• **Task brief**: Return all of the entries exactly as written.

• **Working data**:

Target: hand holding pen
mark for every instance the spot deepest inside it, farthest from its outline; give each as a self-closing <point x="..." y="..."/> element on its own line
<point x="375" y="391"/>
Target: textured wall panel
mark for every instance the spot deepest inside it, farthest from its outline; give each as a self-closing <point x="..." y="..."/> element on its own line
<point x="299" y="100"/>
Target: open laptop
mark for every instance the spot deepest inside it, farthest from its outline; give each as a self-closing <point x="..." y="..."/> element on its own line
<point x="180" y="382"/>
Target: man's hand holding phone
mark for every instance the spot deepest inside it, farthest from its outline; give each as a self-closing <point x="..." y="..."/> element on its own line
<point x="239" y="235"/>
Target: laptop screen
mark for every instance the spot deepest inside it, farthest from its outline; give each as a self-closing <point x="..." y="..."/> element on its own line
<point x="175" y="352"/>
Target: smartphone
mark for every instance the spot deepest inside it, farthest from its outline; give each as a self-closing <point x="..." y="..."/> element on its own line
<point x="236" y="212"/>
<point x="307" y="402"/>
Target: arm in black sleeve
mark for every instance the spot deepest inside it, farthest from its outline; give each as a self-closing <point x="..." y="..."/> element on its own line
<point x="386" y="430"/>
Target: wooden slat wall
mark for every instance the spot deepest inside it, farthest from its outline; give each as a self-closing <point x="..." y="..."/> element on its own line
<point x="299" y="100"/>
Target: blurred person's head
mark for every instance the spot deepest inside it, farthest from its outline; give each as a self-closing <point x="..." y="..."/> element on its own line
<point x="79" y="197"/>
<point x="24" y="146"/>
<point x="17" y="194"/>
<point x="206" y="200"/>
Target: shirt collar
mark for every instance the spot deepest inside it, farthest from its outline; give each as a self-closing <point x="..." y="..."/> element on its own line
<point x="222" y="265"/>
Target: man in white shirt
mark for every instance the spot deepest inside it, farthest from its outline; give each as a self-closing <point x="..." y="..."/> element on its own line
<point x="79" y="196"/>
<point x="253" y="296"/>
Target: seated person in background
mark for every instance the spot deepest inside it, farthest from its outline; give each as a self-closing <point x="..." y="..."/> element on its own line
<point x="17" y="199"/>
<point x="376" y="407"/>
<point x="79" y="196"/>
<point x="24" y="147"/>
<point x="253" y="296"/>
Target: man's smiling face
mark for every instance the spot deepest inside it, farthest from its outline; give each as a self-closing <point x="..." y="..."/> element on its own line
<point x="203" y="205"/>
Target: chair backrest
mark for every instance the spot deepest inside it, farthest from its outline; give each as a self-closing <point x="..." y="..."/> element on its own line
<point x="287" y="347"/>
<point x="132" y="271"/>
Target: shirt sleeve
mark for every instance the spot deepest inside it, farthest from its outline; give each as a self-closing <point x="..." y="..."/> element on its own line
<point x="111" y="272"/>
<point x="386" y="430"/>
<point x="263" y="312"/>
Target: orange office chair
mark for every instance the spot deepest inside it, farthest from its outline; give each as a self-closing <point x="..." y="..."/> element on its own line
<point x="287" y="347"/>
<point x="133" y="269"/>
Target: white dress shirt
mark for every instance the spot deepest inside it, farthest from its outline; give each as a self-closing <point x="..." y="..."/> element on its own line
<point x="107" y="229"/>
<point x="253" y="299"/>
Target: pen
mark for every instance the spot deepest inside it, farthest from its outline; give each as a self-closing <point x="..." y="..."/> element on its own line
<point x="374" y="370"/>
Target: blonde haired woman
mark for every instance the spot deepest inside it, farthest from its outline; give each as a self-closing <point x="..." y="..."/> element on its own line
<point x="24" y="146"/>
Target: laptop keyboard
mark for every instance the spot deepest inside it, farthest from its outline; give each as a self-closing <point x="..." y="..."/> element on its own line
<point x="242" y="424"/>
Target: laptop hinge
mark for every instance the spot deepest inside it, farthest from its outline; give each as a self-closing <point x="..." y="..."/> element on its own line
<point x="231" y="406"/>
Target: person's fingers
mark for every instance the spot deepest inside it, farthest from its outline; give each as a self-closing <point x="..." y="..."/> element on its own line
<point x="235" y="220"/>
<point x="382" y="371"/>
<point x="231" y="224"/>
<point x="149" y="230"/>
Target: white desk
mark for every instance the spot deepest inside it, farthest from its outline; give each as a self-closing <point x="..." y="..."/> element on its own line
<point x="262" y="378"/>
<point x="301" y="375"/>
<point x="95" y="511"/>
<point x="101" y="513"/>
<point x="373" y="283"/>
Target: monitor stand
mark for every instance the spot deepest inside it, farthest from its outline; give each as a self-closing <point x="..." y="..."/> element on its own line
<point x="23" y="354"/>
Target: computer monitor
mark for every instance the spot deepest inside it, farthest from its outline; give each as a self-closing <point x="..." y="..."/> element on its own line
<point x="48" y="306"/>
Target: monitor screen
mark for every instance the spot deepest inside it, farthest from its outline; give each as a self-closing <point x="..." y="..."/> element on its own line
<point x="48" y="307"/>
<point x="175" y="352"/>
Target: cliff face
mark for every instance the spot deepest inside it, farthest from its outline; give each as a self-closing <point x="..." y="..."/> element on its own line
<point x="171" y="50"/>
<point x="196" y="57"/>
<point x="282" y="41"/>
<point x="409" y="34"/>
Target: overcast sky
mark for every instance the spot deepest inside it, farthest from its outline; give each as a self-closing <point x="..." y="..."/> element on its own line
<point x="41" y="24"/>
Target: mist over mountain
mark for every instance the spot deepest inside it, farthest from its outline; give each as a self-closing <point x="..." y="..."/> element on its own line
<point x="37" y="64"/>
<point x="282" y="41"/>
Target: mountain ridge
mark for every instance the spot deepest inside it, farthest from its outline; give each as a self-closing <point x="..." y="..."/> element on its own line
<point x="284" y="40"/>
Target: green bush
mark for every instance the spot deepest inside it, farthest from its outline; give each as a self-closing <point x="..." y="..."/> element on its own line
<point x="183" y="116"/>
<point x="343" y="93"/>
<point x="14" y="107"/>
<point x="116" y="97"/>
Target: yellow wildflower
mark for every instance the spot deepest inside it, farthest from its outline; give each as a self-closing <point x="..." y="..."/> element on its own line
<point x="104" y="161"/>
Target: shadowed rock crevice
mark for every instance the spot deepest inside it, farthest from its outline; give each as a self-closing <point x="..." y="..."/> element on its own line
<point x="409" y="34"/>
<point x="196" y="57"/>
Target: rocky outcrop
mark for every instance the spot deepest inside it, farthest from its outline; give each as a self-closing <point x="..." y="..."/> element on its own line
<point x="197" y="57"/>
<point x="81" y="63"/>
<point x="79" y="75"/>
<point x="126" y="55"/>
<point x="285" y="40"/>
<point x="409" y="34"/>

• **Answer to this problem**:
Target: hand holding pen
mark for every instance the spot deepest inside it, farthest from its outline; give each as a self-closing <point x="..." y="..."/> element on its own line
<point x="375" y="391"/>
Target: textured wall panel
mark for every instance the spot deepest inside it, farthest from its outline; give each as a self-closing <point x="..." y="..."/> element on its own line
<point x="299" y="100"/>
Target: open laptop
mark for every instance the spot deepest inside it, farthest from its outline; give each as a self-closing <point x="..." y="..."/> element on its own line
<point x="180" y="382"/>
Target: man's hand holding phone
mark for every instance the spot deepest inside it, farthest from its outline; give each as a self-closing <point x="..." y="..."/> element on its own line
<point x="239" y="235"/>
Target: laptop screen
mark for every instance the spot deepest inside it, farthest from its outline; give each as a self-closing <point x="..." y="..."/> element on its own line
<point x="175" y="352"/>
Target: smartphone
mark for every instance the spot deepest inside it, farthest from its outline; give each as a self-closing <point x="..." y="..."/> element on its own line
<point x="236" y="212"/>
<point x="307" y="402"/>
Target: arm in black sleeve
mark for every instance the spot deepest inside it, farthest from its outline; give each as a self-closing <point x="..." y="..."/> element on its own line
<point x="386" y="430"/>
Target: wooden slat wall
mark for every instance the spot deepest inside it, farthest from its outline; give each as a self-closing <point x="..." y="..."/> element on its own line
<point x="299" y="100"/>
Target: blurred person's head
mark for every instance the spot deepest inside it, farthest from its outline; give each as a self-closing <point x="..." y="..."/> element on its own line
<point x="79" y="197"/>
<point x="24" y="146"/>
<point x="17" y="194"/>
<point x="206" y="200"/>
Target: shirt collar
mark for every instance the spot deepest inside it, farthest from its outline; give each as a self-closing <point x="..." y="..."/> element on its own line
<point x="222" y="265"/>
Target: man in white shirt
mark for every instance the spot deepest inside it, farthest from its outline; give each as a self-closing <point x="..." y="..."/> element on its own line
<point x="79" y="196"/>
<point x="253" y="296"/>
Target: seated person in background
mark for every instance the spot deepest inside it, farthest from its outline; give each as a self-closing <point x="..." y="..."/> element on its own line
<point x="17" y="199"/>
<point x="376" y="407"/>
<point x="79" y="196"/>
<point x="24" y="147"/>
<point x="253" y="296"/>
Target: man's smiling face
mark for every instance the spot deepest inside it, farthest from its outline; give each as a self-closing <point x="..." y="..."/> element on its own line
<point x="203" y="205"/>
Target: chair backrest
mark for every instance the spot deepest inside it, farthest from its outline; give each as a self-closing <point x="..." y="..."/> element on its own line
<point x="287" y="347"/>
<point x="132" y="271"/>
Target: shirt sleeve
mark for every instance the spot deepest inside it, farthest from its outline; give each as a self-closing <point x="..." y="..."/> element on its own line
<point x="111" y="272"/>
<point x="386" y="430"/>
<point x="263" y="312"/>
Target: orange office chair
mark for every instance the spot deepest inside it, farthest from its outline; give each as a self-closing <point x="..." y="..."/> element on its own line
<point x="287" y="347"/>
<point x="133" y="269"/>
Target: white dress shirt
mark for every instance the spot deepest inside it, farthest from its outline; give each as a self-closing <point x="..." y="..."/> element on its own line
<point x="107" y="229"/>
<point x="253" y="299"/>
Target: pen
mark for every instance the spot deepest inside it, farthest from its outline; give each as a self-closing <point x="..." y="..."/> element on its own line
<point x="374" y="370"/>
Target: blonde haired woman
mark for every instance the spot deepest inside it, farthest from its outline; give each as a self-closing <point x="..." y="..."/> element on its own line
<point x="24" y="146"/>
Target: laptop keyboard
mark for every instance the spot deepest inside it, farthest from its outline; give each as a self-closing <point x="..." y="..."/> element on its own line
<point x="242" y="424"/>
Target: laptop hinge
mark for every instance the spot deepest inside it, farthest from its outline; give each as a self-closing <point x="..." y="..."/> element on its own line
<point x="231" y="406"/>
Target: person's fingers
mark for every instance the spot deepest inside it, farthest from its outline; give each as a self-closing <point x="..." y="..."/> element on its own line
<point x="235" y="220"/>
<point x="382" y="371"/>
<point x="231" y="224"/>
<point x="149" y="230"/>
Target: white desk
mark for every instance the spot deepest inside it, farthest from its outline; give each as a self-closing <point x="..." y="..."/> element on its own line
<point x="262" y="378"/>
<point x="301" y="375"/>
<point x="95" y="511"/>
<point x="101" y="513"/>
<point x="373" y="283"/>
Target: monitor stand
mark for every instance the spot deepest inside it, farthest from its outline; give each as a self-closing <point x="..." y="..."/> element on its own line
<point x="23" y="354"/>
Target: computer monitor
mark for every instance the spot deepest inside it, farthest from its outline; give each as a self-closing <point x="..." y="..."/> element on its own line
<point x="48" y="306"/>
Target: monitor screen
mark for every instance the spot deepest inside it, farthest from its outline; give each as a self-closing <point x="..." y="..."/> element on its own line
<point x="48" y="307"/>
<point x="175" y="352"/>
Target: cliff face
mark for every instance the spot deepest inside it, farthest from its outline; give each as a self-closing <point x="..." y="..."/> element on its own line
<point x="171" y="50"/>
<point x="196" y="57"/>
<point x="282" y="41"/>
<point x="409" y="34"/>
Target: overcast sky
mark for every instance the spot deepest inside it, farthest from its outline; give each as a self-closing <point x="..." y="..."/> element on its own line
<point x="41" y="24"/>
Target: mist over mountain
mark for every instance the spot deepest inside it, farthest from its outline; give each as a self-closing <point x="..." y="..."/> element on its own line
<point x="37" y="64"/>
<point x="282" y="41"/>
Target: mountain ridge
mark for every instance the spot deepest inside it, farthest from its outline; give each as a self-closing <point x="..." y="..."/> element on its own line
<point x="284" y="40"/>
Target: green bush
mark for every instance the spot deepest inside it, farthest from its outline; give each as a self-closing <point x="..." y="..."/> element on its own line
<point x="183" y="116"/>
<point x="343" y="93"/>
<point x="14" y="107"/>
<point x="116" y="97"/>
Target: yellow wildflower
mark for every instance the spot deepest inside it, farthest from its outline; give each as a self-closing <point x="..." y="..."/> element on its own line
<point x="104" y="161"/>
Target: shadowed rock crevice
mark for every instance the spot deepest inside it, farthest from its outline; give each as a self-closing <point x="..." y="..."/> element on its own line
<point x="409" y="34"/>
<point x="196" y="57"/>
Target: rocky outcrop
mark for every instance the spot deepest inside it, farthest from its outline; give each as a self-closing <point x="..." y="..."/> element on its own line
<point x="197" y="57"/>
<point x="81" y="63"/>
<point x="79" y="75"/>
<point x="126" y="55"/>
<point x="285" y="40"/>
<point x="409" y="34"/>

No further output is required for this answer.